Reproduce the passage of the news report below on the tax raids linked to Sasikala, starting with "The searches at" and going on through "denied, he added.".

#### [Excerpt provided]
-=-=-=-=-

Rs 1,430 Crore Undisclosed Wealth Recovered From Premises of Sasikala, Family

Agencies
November 14, 2017

Chennai, Nov 14: After repeated raids by Income Tax officers at several premises linked to jailed AIADMK leader VK Sasikala and her kin, including TTV Dinakaran, a whopping Rs 1,430 crore in undisclosed income was recovered.

I-T officers on Monday said the department had on last Thursday carried out simultaneous multi-city raids on 187 premises including those linked to Sasikala and her nephew and deposed AIADMK general secretary Dinakaran and Tamil television channel Jaya TV over suspected tax evasion.

The searches at some premises continued for days.

A top tax investigation official in Chennai said that more than Rs 7 crore in cash and jewellery worth over Rs 5 crore were seized during the searches.

As many as 15 bank lockers and diamond jewellery were kept under "prohibitory orders" under which access to them is denied, he added.

"A lot of incriminating documents were found and prima facie we have detected undisclosed income of Rs 1,430 crore," the official, who did not want to be named, told PTI. In Delhi, a senior I-T official said undisclosed income of around Rs 1,500 crore was detected during the multi-city searches that were carried out mostly in Tamil Nadu.

-=-=-=-=-

#### [Data lines]
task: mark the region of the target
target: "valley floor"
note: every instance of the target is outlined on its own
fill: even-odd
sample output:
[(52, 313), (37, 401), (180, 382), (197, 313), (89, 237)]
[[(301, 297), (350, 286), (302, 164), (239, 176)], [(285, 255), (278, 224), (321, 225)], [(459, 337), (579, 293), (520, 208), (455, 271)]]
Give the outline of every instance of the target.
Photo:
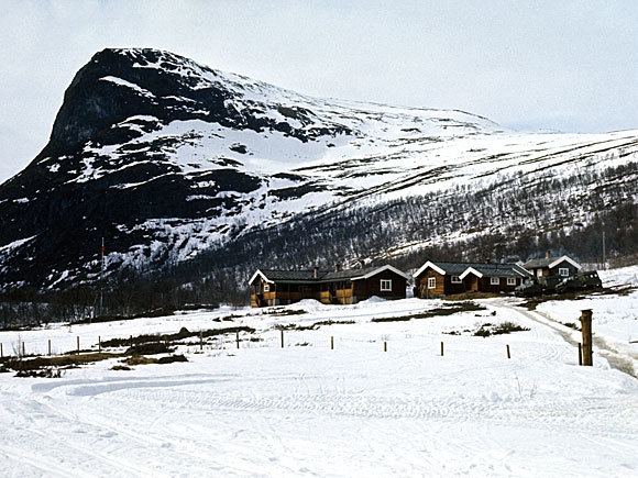
[[(594, 321), (608, 297), (586, 299)], [(623, 300), (598, 314), (618, 321), (603, 331), (626, 327), (609, 342), (623, 342), (614, 353), (634, 360), (636, 344), (625, 335), (636, 338), (638, 293)], [(270, 314), (221, 310), (23, 332), (20, 340), (41, 352), (50, 337), (72, 349), (76, 335), (94, 345), (97, 335), (182, 326), (251, 325), (262, 341), (243, 334), (238, 351), (232, 335), (200, 351), (195, 340), (179, 349), (187, 364), (129, 371), (111, 370), (117, 362), (108, 360), (59, 379), (0, 374), (0, 475), (638, 475), (638, 380), (598, 348), (594, 367), (578, 366), (569, 342), (576, 332), (558, 322), (576, 321), (580, 304), (528, 312), (513, 299), (479, 302), (486, 309), (395, 322), (371, 319), (443, 302), (304, 302)], [(232, 322), (212, 321), (230, 314)], [(286, 331), (284, 348), (273, 329), (327, 319), (353, 323)], [(473, 335), (506, 321), (529, 331)], [(0, 340), (9, 349), (18, 336)]]

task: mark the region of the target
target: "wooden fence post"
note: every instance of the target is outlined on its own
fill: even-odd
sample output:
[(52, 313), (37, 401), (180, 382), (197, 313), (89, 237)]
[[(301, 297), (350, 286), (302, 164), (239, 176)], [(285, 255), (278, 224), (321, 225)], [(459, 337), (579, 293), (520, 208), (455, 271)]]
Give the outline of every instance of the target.
[(591, 367), (594, 365), (592, 351), (592, 311), (585, 309), (581, 311), (581, 330), (583, 331), (583, 365)]
[(583, 365), (583, 346), (582, 344), (579, 342), (579, 365)]

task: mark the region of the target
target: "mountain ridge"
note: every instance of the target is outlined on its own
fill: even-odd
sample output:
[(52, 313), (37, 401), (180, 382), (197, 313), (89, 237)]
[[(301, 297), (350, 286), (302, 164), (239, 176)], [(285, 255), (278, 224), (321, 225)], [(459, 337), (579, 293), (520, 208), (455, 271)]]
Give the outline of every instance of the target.
[[(457, 229), (410, 246), (404, 231), (418, 219), (406, 218), (392, 226), (397, 251), (513, 226), (524, 234), (568, 231), (574, 226), (563, 207), (553, 204), (554, 196), (565, 203), (581, 198), (571, 204), (572, 222), (587, 225), (593, 214), (617, 205), (605, 204), (607, 199), (637, 202), (627, 187), (634, 169), (607, 185), (583, 182), (569, 194), (541, 192), (537, 200), (546, 211), (538, 214), (544, 220), (508, 213), (517, 205), (495, 205), (493, 191), (504, 190), (506, 181), (534, 188), (552, 176), (559, 182), (579, 175), (602, 178), (635, 164), (637, 152), (638, 131), (524, 134), (459, 110), (323, 100), (168, 52), (107, 48), (75, 76), (50, 143), (0, 185), (0, 221), (10, 225), (0, 232), (0, 289), (101, 281), (102, 236), (109, 244), (107, 276), (117, 277), (197, 260), (202, 253), (223, 255), (248, 232), (299, 218), (320, 220), (323, 213), (338, 216), (419, 197), (432, 198), (435, 209), (448, 204)], [(502, 211), (503, 223), (491, 218), (482, 229), (471, 215), (455, 218), (451, 190), (484, 194), (486, 208)], [(519, 209), (532, 199), (520, 199)], [(317, 252), (316, 262), (333, 260), (339, 249), (345, 251), (343, 262), (382, 253), (353, 251), (351, 240), (342, 237), (330, 257)], [(276, 263), (277, 254), (268, 254), (262, 260)], [(201, 275), (215, 270), (211, 263)]]

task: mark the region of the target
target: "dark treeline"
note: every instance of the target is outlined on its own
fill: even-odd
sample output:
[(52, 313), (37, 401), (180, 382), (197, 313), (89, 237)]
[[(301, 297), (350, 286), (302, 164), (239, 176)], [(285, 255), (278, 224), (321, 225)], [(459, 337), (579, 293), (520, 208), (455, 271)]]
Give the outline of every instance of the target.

-=-=-=-=-

#### [Exercise response]
The searches at some premises continued for days.

A top tax investigation official in Chennai said that more than Rs 7 crore in cash and jewellery worth over Rs 5 crore were seized during the searches.

As many as 15 bank lockers and diamond jewellery were kept under "prohibitory orders" under which access to them is denied, he added.